◆ **Given problem**: Repeat all of the entries below word for word, but leave out the pictures.

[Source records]

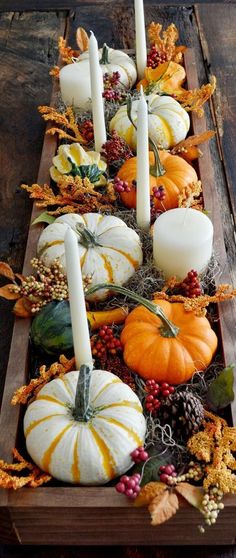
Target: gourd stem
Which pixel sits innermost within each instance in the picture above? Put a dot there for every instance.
(82, 411)
(104, 60)
(157, 169)
(87, 238)
(168, 329)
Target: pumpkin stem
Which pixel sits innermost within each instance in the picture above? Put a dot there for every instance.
(87, 238)
(82, 411)
(157, 169)
(104, 60)
(168, 329)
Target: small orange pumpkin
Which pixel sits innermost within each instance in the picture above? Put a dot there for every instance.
(166, 78)
(171, 171)
(171, 352)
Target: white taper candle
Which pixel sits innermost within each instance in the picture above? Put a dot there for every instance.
(140, 38)
(96, 79)
(79, 322)
(143, 179)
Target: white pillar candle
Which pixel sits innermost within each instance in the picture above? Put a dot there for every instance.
(182, 240)
(143, 179)
(140, 38)
(79, 322)
(75, 85)
(96, 78)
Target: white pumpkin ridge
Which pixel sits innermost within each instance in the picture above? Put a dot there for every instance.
(91, 452)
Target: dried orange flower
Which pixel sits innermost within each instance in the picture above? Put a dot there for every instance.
(165, 41)
(33, 479)
(187, 198)
(216, 446)
(28, 392)
(193, 100)
(76, 195)
(64, 120)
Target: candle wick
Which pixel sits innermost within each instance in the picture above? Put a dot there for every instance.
(185, 215)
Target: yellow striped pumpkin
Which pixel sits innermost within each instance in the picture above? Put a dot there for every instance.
(168, 122)
(109, 250)
(83, 433)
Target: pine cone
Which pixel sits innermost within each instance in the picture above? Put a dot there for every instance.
(184, 412)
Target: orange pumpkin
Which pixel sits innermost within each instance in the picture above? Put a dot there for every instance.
(172, 172)
(170, 351)
(166, 78)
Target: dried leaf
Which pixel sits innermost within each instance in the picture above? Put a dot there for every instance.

◆ **Reply**:
Target: gourd stem
Which pixel sits innermost within each instance in the picture above? Put a dot there for every instance.
(82, 411)
(104, 60)
(157, 169)
(87, 238)
(168, 329)
Target: pumpkin stem
Which pixel sits innermost within each instance in the picture above? Put a dot there for every instance.
(87, 238)
(82, 411)
(157, 169)
(104, 60)
(168, 329)
Target: small orange pumpkin
Which pixel sits innermost within each instance in the picture above? Put a dot there for every instance.
(166, 78)
(171, 171)
(171, 352)
Target: white taper candle
Which pixel sits innermost within each instance in the picture above? Put a dot there for every instance.
(140, 38)
(96, 79)
(79, 322)
(143, 179)
Target: white pillar candle
Which pixel sits innermost within each instance in the picture above? Put a dot there for every instance.
(182, 240)
(143, 179)
(140, 38)
(79, 322)
(75, 85)
(96, 78)
Target: white pumpkin ridge
Which pixel sits innermost within each instance in the picture above? Put a dot there for every instance.
(91, 452)
Target: dried orange flower
Which pixel sits innermost within each instance in the picture above? Put a dot there for every instance.
(165, 41)
(33, 479)
(187, 198)
(216, 446)
(28, 392)
(193, 100)
(76, 195)
(64, 120)
Target: candle wick
Which pixel sits innermost within each instance in the picture above? Put a dot there for every instance.
(185, 215)
Target: yellow striped pumpkin
Which pixel sits innermost within each instance in the picture above? Put a dot there for every instance.
(168, 122)
(109, 250)
(83, 433)
Target: pine cone
Which pixel sits innermost within each instance in the picture above? Put a dot there for every instance.
(184, 412)
Target: orange pumpkin
Which pixel sits innermost within each instance in the picture above? Put a dot there for every instance.
(172, 172)
(170, 351)
(166, 78)
Target: dried leaf
Which pixel sits innermost within each instance in the picture above? Put a dot there for every instance.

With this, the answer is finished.